## Records shown
**********

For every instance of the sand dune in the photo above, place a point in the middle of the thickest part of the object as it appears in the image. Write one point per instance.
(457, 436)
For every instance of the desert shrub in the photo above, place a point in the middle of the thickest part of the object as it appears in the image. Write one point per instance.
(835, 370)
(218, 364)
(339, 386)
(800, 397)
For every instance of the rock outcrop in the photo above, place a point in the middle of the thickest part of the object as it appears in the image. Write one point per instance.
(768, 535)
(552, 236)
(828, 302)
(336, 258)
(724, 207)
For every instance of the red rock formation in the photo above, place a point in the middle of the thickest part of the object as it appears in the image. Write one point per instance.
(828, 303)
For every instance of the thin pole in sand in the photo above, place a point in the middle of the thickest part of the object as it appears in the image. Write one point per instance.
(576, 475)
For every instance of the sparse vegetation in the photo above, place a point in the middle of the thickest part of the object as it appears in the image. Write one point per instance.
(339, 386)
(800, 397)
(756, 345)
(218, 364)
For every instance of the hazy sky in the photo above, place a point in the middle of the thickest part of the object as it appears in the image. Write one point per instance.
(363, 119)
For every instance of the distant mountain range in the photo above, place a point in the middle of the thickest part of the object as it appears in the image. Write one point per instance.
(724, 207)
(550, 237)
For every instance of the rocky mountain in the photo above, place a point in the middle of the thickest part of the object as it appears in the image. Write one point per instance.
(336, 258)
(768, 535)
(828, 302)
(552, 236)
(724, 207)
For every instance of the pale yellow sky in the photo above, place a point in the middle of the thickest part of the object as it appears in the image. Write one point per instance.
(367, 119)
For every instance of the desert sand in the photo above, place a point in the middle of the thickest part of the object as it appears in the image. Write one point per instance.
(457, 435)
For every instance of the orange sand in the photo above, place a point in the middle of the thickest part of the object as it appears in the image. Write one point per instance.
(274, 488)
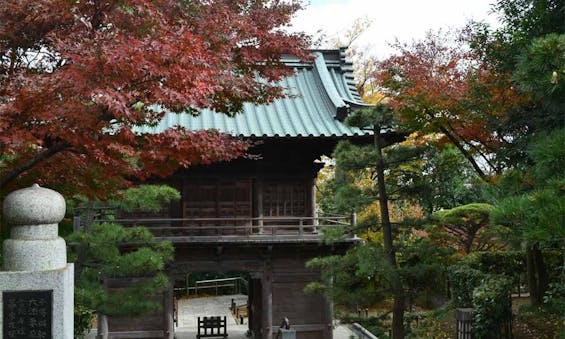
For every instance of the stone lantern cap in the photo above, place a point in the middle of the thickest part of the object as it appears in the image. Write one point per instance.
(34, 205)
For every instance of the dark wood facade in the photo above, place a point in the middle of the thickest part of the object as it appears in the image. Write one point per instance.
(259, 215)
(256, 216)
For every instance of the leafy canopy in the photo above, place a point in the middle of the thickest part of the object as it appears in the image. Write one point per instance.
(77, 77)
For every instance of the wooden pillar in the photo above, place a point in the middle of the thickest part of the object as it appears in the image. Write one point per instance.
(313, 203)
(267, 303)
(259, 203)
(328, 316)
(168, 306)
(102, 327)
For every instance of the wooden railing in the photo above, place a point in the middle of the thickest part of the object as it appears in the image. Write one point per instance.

**********

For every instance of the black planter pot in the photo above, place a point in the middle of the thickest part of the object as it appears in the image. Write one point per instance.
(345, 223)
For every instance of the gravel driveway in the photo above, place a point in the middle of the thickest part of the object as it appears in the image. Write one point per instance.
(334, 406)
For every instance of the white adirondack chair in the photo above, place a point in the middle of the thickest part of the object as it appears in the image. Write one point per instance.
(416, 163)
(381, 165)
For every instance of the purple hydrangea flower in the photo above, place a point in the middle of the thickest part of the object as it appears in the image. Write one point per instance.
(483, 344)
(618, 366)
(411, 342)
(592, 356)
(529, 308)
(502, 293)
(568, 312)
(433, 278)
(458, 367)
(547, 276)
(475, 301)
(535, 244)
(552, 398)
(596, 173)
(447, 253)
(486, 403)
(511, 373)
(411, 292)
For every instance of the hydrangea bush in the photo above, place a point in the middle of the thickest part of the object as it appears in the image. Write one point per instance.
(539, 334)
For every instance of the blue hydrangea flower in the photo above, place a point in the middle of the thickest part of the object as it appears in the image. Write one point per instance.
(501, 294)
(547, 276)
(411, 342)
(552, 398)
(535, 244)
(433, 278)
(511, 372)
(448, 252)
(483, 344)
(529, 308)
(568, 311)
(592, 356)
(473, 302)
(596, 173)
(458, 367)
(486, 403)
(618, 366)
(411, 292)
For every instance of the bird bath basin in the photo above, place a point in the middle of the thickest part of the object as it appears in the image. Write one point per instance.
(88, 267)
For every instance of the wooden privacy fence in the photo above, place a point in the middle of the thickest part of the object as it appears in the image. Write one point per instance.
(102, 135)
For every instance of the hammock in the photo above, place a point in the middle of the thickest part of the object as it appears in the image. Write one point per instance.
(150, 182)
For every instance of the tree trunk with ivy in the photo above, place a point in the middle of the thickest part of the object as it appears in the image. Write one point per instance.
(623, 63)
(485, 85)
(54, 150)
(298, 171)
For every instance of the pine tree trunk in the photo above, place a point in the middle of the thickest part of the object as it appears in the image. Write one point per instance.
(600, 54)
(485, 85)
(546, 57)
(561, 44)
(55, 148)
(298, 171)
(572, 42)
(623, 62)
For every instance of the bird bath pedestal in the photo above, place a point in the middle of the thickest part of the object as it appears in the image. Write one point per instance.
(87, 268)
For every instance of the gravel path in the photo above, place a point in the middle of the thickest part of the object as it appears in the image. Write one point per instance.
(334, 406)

**********

Rewrite the stretch from the line containing "For every instance of the leafy" through the line containing "For every instance of the wooden railing", putting "widest" wherever "thickest" occurs and leaving everything else unchanged.

For every instance of the leafy canopy in the photo above, place a point in the middle of the widest part of the object as it appears in the image. Write one point per instance.
(77, 77)
For every instance of the wooden pillar in the photo above, place a point in the middle of the widest part of the object as it appears in the image. Write one point per instance.
(313, 203)
(267, 303)
(259, 203)
(328, 316)
(168, 306)
(102, 327)
For every instance of the wooden railing in the photo above, place a point in the middle of the widest part of the object as it appears in the image. Write one point per instance.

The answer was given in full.